• [The request] Print the data exactly, leaving nothing out.

• [Dataset records]
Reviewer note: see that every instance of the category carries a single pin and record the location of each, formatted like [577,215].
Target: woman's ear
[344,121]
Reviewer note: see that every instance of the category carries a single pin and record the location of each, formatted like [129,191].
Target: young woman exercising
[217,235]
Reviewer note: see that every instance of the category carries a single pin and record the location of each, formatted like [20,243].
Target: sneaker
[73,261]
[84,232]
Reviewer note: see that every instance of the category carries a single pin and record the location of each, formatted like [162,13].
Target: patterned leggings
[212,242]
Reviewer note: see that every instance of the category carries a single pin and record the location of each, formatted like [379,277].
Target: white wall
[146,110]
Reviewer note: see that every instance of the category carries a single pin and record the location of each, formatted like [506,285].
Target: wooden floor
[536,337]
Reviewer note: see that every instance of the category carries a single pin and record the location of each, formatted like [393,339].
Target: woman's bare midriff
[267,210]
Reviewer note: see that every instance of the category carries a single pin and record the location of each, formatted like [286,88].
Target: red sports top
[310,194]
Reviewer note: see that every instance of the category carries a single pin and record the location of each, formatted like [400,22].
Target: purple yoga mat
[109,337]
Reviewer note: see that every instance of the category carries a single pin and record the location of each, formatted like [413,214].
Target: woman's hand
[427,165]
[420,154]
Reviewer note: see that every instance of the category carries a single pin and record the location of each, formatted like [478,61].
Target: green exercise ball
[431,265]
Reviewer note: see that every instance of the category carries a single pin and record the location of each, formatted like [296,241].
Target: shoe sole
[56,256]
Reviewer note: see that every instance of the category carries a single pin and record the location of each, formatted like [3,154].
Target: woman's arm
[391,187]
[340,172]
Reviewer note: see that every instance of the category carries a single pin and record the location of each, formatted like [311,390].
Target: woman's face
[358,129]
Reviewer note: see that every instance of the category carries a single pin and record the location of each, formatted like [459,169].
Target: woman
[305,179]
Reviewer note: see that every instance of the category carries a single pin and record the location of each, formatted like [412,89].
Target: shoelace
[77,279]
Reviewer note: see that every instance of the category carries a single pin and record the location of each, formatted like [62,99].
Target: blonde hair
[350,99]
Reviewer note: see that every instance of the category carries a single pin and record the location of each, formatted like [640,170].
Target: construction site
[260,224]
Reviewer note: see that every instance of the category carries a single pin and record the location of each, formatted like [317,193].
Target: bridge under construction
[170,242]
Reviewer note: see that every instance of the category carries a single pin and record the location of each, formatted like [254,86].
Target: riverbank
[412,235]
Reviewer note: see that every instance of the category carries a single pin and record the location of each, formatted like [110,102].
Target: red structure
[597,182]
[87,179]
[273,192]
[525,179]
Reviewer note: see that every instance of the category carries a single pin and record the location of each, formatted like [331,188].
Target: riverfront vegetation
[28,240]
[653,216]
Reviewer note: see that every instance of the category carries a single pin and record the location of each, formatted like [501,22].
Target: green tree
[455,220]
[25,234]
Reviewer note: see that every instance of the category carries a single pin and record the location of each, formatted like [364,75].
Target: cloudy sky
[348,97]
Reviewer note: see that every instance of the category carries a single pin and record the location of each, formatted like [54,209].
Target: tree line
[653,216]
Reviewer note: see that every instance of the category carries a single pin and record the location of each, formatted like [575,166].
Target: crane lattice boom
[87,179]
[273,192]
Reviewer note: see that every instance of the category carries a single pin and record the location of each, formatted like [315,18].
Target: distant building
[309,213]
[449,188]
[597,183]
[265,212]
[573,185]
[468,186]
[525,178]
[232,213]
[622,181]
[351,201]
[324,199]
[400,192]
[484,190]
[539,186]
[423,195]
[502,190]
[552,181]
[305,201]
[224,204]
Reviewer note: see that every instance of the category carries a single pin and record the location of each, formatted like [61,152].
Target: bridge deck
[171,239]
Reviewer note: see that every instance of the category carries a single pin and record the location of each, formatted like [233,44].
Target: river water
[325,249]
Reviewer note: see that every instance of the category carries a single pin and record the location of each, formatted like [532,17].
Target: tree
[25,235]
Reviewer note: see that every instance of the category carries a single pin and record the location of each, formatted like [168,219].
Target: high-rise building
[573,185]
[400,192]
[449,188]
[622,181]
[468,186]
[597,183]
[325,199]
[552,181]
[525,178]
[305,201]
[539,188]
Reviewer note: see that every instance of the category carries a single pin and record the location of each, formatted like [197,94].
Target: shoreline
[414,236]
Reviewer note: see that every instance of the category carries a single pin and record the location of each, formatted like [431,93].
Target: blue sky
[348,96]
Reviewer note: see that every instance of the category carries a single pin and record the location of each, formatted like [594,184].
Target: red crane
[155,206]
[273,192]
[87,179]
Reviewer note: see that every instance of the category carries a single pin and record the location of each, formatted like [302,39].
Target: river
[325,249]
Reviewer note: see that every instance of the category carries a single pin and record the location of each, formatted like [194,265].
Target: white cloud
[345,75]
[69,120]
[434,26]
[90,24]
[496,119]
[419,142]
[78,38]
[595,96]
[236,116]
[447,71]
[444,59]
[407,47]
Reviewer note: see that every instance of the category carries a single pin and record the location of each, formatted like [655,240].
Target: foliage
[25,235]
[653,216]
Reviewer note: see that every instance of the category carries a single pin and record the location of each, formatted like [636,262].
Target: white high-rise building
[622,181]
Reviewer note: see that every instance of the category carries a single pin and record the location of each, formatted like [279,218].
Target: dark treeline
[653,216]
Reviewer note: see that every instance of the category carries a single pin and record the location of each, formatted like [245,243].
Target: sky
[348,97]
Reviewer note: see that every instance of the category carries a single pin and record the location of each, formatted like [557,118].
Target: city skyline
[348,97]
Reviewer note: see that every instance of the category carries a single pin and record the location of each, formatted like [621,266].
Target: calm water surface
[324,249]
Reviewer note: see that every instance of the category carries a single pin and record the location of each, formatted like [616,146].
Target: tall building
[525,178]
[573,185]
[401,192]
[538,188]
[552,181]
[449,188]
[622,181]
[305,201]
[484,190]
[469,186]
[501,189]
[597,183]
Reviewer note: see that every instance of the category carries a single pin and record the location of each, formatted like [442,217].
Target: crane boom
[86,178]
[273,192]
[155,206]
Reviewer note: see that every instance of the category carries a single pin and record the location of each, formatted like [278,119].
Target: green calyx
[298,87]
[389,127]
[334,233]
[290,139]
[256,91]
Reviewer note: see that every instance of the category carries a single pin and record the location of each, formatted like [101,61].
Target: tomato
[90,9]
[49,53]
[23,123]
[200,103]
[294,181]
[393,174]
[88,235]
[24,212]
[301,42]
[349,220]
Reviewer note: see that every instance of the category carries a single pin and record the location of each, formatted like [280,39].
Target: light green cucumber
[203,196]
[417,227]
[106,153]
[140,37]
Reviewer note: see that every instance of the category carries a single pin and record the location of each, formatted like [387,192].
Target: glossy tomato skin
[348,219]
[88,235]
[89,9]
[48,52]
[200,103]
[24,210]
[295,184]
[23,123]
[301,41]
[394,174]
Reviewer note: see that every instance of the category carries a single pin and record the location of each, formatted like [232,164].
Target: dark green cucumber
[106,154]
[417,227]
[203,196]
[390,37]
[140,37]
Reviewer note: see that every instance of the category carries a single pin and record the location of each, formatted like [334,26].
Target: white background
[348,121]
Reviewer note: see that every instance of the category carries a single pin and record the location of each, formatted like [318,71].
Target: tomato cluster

• [Completed task]
Reviewer note: see that every instance of the category carries a single pin and record the location of each, formatted like [577,215].
Target: woman's ear
[344,121]
Reviewer note: see that every instance of the category carries a single pin and record the location of each, formatted like [129,191].
Target: young woman exercising
[217,235]
Reviewer note: see that every instance of the category carries a single pin and record the location of each, formatted like [20,243].
Target: sneaker
[73,261]
[84,232]
Reviewer note: see that every instance of the category carries a single pin and record the location of each, formatted like [162,13].
Target: patterned leggings
[212,242]
Reviewer note: see that every instance of the category carries a single pin and record the location of each, formatted like [379,277].
Target: white wall
[146,110]
Reviewer note: see that every instance of the category carries a single pin and record the location of each, formatted like [506,285].
Target: wooden floor
[536,337]
Reviewer note: see that every instance of the category carries a single pin and record the location of each, formatted like [393,339].
Target: woman's bare midriff
[267,210]
Reviewer note: see that every instance of the category carries a single pin and record the location of each, formatted like [286,88].
Target: red sports top
[310,194]
Reviewer note: see that every instance of the category carries a single pin and record the location of each, formatted like [400,22].
Target: purple yoga mat
[109,337]
Reviewer note: see that every instance of the category carries a single pin and record the location of each, formatted like [413,214].
Target: woman's hand
[427,165]
[420,154]
Reviewer note: see that every instance of the category carries a single pin and record the location of each, formatted like [478,61].
Target: green exercise ball
[431,265]
Reviewer note: see that every instance of the category carries a single pin and record the location of each, formatted like [296,241].
Target: shoe sole
[56,256]
Reviewer note: see that every instance of the category carries a single pin and record the location of each, formatted like [3,154].
Target: woman's arm
[391,187]
[340,172]
Reviewer note: see that every instance of the category carries a single pin and record the location of each, formatted like [311,390].
Target: woman's face
[358,129]
Reviewer note: see that every instance of the category carries a single pin and record the location of each, formatted like [459,169].
Target: woman
[305,179]
Reviewer note: see that every instance of the category carries a single pin and record the location of each, formatted like [412,89].
Target: shoelace
[77,279]
Reviewer note: see that every instance of the category carries a single pin and record the location of each, formatted like [62,99].
Target: blonde hair
[350,99]
Reviewer note: see that every instance of the category carries a single pin and record the location of each, formatted like [640,170].
Target: construction site
[260,224]
Reviewer note: see that every instance of the category carries a single pin and record the location of each, formatted like [317,193].
Target: bridge under construction
[170,242]
Reviewer note: see that every instance of the category carries a single pin and record the location of each, formatted like [254,86].
Target: riverbank
[412,235]
Reviewer note: see that every instance of the category carries a single pin and record the location of each, formatted like [110,102].
Target: red structure
[597,182]
[87,179]
[273,192]
[525,179]
Reviewer note: see that every instance of the category carries a single pin and record the location of each, formatted like [331,188].
Target: riverfront vegetation
[28,240]
[653,216]
Reviewer note: see that every instance of the category carries a single pin and record the location of each, formatted like [501,22].
Target: green tree
[455,220]
[25,234]
Reviewer note: see that every instance of the category carries a single pin and record the location of each, formatted like [364,75].
Target: cloudy sky
[348,97]
Reviewer note: see that every instance of the category carries a single pin and record the location of each, formatted like [54,209].
Target: tree line
[653,216]
Reviewer note: see that every instance of the category carries a single pin and record the location of each, formatted like [575,166].
Target: crane lattice boom
[87,179]
[273,192]
Reviewer note: see that every instance of the category carries a single pin and record the location of each, formatted like [315,18].
Target: distant building
[309,213]
[449,188]
[597,183]
[265,212]
[573,185]
[468,186]
[525,178]
[232,213]
[622,181]
[351,201]
[324,199]
[400,192]
[484,190]
[539,186]
[423,195]
[502,190]
[552,181]
[305,201]
[224,204]
Reviewer note: see that every instance of the category carries a single pin and record the location of each, formatted like [61,152].
Target: bridge deck
[171,239]
Reviewer note: see that every instance of the category carries a single pin and record the location of each, formatted like [233,44].
Target: river water
[325,249]
Reviewer note: see that every instance of the category carries a single pin and record the location of each, formatted like [532,17].
Target: tree
[25,235]
Reviewer note: see that every instance of the category carries a single pin and record the location of each, formatted like [168,219].
Target: high-rise building
[573,185]
[400,192]
[449,188]
[622,181]
[468,186]
[597,183]
[325,199]
[552,181]
[525,178]
[305,201]
[539,188]
Reviewer note: see that every instance of the category carries a single pin and record the location of each, formatted like [197,94].
Target: shoreline
[414,236]
Reviewer note: see that every instance of the category carries a single pin and record the location of each, formatted like [431,93].
Target: blue sky
[348,96]
Reviewer note: see that every instance of the category carries a single pin and record the location of each, formatted like [594,184].
Target: red crane
[155,206]
[273,192]
[87,179]
Reviewer note: see that every instance of the category carries a single pin and record the location of each, formatted like [302,39].
Target: river
[325,249]
Reviewer note: see that every instance of the category carries a single pin and record the location of each, formatted like [194,265].
Target: white cloud
[345,75]
[69,120]
[434,26]
[90,24]
[496,119]
[419,142]
[78,38]
[595,96]
[236,116]
[447,71]
[444,59]
[407,47]
Reviewer note: see that every instance of the category carries a single pin and record the location of each, formatted like [655,240].
Target: foliage
[25,235]
[653,216]
Reviewer note: see that every instance of the category carries a single pin and record the location of each, formatted like [636,262].
Target: white high-rise building
[622,181]
Reviewer note: see that every instance of the category carries a single pin and record the location of each, formatted like [279,218].
Target: dark treeline
[653,216]
Reviewer note: see that every instance of the category carries a single pin and record the location of each, formatted like [245,243].
Target: sky
[348,97]
Reviewer note: see that every instance of the category carries a single pin and record the location of each, formatted like [557,118].
Target: city skyline
[348,97]
Reviewer note: see that every instance of the category carries a single pin and record the location of each, formatted like [621,266].
Target: calm water surface
[324,249]
Reviewer note: see that every instance of the category carries a single pin and record the location of each, formatted like [616,146].
Target: tall building
[525,178]
[573,185]
[401,192]
[538,188]
[552,181]
[449,188]
[622,181]
[305,201]
[484,190]
[469,186]
[501,189]
[597,183]
Reviewer note: see that every instance of the category carries a single pin and record the location of each, formatted like [442,217].
Target: crane boom
[86,178]
[273,192]
[155,206]
Reviewer note: see that every instance of the category carries a single pin and record the location of each, formatted like [278,119].
Target: green calyx
[298,87]
[389,127]
[334,233]
[290,139]
[256,91]
Reviewer note: see that every instance of the category carries a single pin and record the location of each, formatted like [101,61].
Target: tomato
[90,9]
[49,53]
[23,123]
[200,103]
[294,181]
[393,174]
[88,235]
[24,212]
[301,42]
[349,220]
Reviewer note: see that every instance of the category carries a single pin and record the location of each, formatted like [280,39].
Target: light green cucumber
[203,196]
[417,227]
[106,153]
[140,37]
Reviewer note: see that every instance of the category carries a single pin and record the location of each, formatted like [387,192].
Target: glossy tomato skin
[348,219]
[88,235]
[89,9]
[48,52]
[200,103]
[24,210]
[295,184]
[23,123]
[301,41]
[394,174]
Reviewer note: see that every instance of the category carries a single pin and record the location of each, formatted like [232,164].
Target: dark green cucumber
[106,154]
[417,227]
[203,196]
[390,37]
[140,37]
Reviewer note: see that every instance of the category carries a single pin and record the location of each, formatted like [334,26].
Target: white background
[348,121]
Reviewer note: see that every instance of the category carries a single pin and record the location of each, formatted like [318,71].
Target: tomato cluster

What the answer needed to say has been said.